INFORMATION
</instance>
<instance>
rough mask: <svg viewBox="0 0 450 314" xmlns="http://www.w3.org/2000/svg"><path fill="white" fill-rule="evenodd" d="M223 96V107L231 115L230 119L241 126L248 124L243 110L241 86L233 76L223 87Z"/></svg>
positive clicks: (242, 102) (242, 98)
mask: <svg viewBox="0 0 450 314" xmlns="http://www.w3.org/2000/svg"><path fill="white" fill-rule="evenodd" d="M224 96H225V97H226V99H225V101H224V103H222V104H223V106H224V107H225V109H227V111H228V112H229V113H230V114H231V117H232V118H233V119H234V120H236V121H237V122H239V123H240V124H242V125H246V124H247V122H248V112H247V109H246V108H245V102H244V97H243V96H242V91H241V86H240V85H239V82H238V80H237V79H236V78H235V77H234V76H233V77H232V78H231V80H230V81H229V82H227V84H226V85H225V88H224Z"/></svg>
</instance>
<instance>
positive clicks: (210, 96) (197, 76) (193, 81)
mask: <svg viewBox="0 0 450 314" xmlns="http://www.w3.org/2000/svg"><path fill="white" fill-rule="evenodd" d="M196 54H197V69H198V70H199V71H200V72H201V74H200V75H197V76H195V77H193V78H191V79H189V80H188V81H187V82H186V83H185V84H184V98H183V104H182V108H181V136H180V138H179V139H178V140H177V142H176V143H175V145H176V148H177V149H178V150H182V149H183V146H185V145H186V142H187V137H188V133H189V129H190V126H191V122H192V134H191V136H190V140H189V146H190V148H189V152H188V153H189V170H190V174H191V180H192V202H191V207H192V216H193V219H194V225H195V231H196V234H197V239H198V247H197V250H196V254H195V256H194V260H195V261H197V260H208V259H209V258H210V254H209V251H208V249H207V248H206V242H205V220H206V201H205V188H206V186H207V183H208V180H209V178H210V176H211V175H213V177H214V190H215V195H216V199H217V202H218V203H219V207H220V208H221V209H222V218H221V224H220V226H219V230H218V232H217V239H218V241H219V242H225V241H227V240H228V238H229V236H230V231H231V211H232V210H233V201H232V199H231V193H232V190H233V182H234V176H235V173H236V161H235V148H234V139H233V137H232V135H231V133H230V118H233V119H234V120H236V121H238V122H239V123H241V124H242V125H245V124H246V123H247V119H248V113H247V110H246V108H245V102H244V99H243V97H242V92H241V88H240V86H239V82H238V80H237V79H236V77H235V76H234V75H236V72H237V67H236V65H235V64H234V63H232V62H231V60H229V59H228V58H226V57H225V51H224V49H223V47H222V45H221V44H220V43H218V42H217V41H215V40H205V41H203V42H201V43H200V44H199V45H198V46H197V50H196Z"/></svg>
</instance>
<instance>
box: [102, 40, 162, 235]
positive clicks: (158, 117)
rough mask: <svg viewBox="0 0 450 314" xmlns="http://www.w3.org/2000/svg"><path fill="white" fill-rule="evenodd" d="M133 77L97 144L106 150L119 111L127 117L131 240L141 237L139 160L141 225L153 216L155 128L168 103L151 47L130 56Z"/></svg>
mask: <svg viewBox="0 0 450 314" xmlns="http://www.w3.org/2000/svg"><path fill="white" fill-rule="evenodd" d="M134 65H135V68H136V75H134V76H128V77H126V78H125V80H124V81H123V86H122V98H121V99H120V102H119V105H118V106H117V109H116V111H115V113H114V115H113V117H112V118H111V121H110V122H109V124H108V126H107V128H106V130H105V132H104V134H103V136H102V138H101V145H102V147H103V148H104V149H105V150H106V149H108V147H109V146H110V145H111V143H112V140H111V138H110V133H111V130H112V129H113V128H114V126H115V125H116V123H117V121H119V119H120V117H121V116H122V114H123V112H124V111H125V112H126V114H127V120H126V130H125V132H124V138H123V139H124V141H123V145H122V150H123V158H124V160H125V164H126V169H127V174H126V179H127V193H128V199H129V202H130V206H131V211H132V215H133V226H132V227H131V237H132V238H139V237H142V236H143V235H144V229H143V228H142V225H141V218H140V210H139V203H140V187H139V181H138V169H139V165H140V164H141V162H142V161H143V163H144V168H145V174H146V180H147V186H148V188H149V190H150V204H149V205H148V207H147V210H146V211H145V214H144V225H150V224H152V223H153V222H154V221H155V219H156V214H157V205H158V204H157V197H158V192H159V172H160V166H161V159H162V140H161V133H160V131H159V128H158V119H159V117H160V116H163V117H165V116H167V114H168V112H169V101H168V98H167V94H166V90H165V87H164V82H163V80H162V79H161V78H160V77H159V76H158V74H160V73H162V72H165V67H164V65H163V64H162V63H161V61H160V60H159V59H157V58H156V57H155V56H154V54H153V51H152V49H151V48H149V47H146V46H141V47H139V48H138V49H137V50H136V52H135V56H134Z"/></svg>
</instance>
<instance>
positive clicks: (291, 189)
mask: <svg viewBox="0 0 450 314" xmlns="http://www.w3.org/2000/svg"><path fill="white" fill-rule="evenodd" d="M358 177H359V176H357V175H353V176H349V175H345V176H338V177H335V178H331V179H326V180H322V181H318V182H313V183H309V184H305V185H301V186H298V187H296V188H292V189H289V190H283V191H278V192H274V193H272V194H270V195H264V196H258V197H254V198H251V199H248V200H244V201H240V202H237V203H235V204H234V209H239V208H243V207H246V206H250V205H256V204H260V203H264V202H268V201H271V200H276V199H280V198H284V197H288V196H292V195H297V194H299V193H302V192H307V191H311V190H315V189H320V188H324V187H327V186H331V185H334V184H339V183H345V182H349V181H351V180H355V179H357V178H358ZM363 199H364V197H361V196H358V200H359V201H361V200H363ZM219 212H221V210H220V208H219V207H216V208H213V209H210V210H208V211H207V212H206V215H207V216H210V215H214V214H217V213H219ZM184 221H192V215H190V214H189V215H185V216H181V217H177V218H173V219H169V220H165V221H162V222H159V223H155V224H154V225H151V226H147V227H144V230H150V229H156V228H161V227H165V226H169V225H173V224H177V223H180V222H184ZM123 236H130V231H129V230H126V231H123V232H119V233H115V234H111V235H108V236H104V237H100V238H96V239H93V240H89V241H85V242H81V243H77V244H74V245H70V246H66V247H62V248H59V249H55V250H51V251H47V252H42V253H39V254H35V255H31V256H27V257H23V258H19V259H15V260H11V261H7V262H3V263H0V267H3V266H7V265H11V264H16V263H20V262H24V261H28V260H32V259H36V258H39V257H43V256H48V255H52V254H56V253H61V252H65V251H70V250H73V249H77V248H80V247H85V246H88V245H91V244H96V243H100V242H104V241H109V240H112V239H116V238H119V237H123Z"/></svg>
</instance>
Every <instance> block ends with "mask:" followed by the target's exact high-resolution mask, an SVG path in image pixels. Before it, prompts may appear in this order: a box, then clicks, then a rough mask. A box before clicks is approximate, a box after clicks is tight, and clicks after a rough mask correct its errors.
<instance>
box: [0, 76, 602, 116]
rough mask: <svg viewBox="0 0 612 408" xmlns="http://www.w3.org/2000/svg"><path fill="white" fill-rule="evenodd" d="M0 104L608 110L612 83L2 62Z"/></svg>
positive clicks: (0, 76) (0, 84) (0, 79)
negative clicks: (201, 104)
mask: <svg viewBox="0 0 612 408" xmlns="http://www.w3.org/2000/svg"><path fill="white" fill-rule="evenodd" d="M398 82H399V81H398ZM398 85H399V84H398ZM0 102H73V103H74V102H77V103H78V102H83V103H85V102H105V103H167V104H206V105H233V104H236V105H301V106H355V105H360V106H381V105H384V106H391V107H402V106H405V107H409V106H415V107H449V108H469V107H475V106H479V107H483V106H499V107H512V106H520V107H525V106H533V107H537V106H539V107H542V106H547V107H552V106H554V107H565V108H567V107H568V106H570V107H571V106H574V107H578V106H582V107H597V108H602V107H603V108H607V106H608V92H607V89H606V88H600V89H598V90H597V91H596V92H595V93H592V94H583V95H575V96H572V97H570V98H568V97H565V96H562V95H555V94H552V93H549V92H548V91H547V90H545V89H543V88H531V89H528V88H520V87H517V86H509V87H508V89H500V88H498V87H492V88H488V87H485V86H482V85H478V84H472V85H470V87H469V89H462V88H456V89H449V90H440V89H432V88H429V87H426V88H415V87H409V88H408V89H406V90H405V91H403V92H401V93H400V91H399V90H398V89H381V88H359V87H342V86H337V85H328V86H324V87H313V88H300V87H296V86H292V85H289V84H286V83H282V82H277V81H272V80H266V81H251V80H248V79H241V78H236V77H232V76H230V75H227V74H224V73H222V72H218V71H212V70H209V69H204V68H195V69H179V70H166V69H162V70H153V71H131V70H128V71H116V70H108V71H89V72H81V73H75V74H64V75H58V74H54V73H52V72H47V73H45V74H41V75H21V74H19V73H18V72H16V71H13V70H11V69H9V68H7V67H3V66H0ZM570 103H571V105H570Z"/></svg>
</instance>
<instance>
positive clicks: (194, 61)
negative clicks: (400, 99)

---

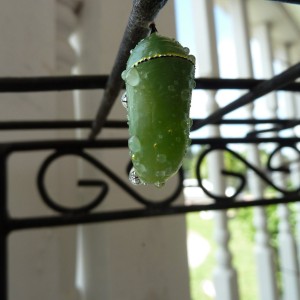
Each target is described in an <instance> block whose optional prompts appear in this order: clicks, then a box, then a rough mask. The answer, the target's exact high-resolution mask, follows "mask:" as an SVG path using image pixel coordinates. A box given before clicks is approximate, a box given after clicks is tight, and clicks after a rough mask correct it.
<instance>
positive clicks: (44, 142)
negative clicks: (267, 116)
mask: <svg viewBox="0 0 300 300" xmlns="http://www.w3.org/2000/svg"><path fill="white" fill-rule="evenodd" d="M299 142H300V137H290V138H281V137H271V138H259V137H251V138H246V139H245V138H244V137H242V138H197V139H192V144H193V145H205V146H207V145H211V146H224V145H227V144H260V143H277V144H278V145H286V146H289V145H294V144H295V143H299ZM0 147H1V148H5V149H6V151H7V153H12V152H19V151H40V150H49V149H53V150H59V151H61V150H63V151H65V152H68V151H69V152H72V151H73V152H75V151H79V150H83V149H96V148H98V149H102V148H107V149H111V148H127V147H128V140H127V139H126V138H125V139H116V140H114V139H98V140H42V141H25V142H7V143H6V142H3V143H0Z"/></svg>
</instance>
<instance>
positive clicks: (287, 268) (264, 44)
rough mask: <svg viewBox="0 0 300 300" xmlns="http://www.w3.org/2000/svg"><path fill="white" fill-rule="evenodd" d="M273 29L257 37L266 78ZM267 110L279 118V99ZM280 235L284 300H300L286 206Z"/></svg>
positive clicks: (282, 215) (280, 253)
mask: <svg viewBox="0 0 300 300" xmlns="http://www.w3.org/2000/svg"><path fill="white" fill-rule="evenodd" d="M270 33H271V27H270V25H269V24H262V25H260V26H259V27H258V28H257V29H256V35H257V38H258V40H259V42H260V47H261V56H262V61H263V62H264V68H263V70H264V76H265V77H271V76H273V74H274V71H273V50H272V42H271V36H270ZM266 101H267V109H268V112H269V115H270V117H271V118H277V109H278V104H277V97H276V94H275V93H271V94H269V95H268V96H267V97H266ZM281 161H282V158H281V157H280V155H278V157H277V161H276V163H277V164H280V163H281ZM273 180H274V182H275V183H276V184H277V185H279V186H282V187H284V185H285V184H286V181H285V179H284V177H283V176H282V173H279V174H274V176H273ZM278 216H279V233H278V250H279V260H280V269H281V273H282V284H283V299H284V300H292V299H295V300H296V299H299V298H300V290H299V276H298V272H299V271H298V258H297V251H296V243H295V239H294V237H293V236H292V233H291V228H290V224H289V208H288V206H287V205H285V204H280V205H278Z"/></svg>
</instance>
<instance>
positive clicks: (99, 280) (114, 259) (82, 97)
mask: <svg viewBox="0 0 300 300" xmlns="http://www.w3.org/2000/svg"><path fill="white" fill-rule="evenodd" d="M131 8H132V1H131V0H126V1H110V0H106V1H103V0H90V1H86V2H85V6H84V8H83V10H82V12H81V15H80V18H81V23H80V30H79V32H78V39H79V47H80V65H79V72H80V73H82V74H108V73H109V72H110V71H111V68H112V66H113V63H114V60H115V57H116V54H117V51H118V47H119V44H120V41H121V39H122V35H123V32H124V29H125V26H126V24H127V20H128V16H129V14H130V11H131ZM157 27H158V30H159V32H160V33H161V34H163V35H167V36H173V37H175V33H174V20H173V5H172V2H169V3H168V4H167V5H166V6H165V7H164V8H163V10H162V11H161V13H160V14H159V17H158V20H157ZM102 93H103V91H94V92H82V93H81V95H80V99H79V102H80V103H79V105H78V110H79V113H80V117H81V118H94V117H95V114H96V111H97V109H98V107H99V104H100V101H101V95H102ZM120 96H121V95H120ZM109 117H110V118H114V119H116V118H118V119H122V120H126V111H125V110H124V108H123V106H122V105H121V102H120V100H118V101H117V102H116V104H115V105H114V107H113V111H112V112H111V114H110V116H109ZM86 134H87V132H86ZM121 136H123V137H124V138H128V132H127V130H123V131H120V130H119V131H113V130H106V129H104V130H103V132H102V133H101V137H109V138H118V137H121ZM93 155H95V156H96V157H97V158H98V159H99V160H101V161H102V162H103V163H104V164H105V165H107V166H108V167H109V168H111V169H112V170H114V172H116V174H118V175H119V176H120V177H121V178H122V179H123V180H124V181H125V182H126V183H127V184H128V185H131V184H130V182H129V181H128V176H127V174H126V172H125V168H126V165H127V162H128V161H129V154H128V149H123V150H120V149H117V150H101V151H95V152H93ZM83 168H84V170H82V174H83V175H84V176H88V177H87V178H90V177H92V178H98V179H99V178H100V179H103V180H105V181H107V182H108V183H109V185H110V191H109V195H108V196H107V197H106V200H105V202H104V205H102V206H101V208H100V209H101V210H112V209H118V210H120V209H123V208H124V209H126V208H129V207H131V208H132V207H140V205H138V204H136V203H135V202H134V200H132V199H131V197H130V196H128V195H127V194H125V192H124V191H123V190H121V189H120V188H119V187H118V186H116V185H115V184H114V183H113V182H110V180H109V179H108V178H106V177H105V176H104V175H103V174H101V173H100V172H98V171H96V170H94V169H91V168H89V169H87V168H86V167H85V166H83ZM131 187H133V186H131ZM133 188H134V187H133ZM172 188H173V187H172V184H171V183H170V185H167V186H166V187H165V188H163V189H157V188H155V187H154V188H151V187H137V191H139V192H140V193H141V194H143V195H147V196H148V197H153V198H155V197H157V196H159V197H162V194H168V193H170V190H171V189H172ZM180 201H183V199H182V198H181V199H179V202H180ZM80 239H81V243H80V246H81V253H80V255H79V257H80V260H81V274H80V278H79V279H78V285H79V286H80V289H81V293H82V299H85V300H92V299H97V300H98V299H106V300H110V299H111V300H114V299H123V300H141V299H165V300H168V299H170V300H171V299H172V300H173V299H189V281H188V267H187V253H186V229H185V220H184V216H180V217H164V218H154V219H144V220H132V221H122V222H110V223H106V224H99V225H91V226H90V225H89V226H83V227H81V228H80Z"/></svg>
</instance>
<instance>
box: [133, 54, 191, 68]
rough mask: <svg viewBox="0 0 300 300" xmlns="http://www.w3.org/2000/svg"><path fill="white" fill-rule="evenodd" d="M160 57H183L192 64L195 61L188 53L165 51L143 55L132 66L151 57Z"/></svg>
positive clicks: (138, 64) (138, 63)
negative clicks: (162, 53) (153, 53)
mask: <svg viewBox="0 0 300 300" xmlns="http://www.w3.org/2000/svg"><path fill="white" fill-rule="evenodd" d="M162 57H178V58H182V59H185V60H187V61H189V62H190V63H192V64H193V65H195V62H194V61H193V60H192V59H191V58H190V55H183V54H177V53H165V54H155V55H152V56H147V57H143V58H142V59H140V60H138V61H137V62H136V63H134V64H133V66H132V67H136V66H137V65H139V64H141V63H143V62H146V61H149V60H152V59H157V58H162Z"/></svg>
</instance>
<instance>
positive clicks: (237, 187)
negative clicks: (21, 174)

ASSIGNED TASK
Return each line of the rows above that contains the word "negative", copied in full.

EXERCISE OUTPUT
negative clicks: (201, 104)
negative clicks: (400, 99)
negative clicks: (267, 116)
negative clicks: (162, 53) (153, 53)
negative clicks: (21, 174)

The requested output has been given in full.